YOUR GOAL = Return every line in the listing below that contains the word "pole".

EXTRACTED DATA =
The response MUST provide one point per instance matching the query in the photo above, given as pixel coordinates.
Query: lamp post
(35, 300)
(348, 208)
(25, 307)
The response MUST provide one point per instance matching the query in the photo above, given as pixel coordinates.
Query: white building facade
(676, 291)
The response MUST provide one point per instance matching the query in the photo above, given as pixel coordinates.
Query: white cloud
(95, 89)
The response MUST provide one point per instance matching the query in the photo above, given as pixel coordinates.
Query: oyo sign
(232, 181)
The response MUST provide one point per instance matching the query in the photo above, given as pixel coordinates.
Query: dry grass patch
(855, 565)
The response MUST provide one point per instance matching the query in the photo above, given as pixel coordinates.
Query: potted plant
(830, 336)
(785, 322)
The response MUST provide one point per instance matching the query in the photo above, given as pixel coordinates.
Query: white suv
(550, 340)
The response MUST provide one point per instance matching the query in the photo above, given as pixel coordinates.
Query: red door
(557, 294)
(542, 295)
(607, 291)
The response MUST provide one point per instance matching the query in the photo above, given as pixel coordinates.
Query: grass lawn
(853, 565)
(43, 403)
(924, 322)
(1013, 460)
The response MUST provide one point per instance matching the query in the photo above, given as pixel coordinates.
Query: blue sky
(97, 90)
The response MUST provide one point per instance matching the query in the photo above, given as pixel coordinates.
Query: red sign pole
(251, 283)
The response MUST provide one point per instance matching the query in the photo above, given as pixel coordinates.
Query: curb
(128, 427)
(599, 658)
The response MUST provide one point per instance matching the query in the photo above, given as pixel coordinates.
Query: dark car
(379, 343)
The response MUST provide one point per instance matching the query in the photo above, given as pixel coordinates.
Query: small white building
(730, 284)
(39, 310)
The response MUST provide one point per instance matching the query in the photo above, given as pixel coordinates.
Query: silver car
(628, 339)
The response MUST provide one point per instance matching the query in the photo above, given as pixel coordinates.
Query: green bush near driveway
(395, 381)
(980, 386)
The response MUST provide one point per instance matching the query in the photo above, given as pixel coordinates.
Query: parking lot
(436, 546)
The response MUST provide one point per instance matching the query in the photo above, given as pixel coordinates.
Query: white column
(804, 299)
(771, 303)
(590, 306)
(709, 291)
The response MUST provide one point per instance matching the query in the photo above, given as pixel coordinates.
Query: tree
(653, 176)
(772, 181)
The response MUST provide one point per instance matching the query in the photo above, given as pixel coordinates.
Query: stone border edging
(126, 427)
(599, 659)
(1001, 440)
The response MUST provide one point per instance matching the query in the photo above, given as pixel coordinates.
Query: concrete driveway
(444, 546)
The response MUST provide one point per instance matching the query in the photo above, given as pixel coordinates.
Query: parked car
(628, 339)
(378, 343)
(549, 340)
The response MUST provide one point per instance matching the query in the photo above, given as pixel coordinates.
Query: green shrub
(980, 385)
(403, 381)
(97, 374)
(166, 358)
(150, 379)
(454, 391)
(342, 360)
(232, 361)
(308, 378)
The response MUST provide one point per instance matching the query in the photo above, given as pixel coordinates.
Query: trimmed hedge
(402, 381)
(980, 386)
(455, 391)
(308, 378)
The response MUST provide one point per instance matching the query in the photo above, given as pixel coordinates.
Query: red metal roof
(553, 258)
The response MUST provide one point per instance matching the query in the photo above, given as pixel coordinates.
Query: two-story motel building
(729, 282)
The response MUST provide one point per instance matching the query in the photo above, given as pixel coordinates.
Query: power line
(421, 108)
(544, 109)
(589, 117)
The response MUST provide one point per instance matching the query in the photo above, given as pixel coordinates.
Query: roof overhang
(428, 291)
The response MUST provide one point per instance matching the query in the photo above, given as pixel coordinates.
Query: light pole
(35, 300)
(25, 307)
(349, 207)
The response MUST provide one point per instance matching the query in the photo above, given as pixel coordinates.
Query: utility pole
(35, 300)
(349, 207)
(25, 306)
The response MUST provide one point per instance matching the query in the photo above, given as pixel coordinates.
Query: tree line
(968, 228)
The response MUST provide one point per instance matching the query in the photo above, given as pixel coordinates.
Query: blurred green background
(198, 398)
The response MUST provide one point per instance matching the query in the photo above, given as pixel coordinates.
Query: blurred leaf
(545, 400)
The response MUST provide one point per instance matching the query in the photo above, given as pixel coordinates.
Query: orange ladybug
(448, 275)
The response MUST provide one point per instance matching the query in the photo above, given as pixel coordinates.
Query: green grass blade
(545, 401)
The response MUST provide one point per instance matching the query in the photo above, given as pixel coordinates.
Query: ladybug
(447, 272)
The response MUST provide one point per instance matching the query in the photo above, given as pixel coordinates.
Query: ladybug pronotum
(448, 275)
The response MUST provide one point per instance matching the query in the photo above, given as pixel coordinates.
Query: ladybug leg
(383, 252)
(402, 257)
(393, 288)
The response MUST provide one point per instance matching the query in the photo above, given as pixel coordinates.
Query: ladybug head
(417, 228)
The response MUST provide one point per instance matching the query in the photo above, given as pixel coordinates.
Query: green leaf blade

EXPECTED ANSWER =
Query: red sign pole
Query: light pole
Query: utility pole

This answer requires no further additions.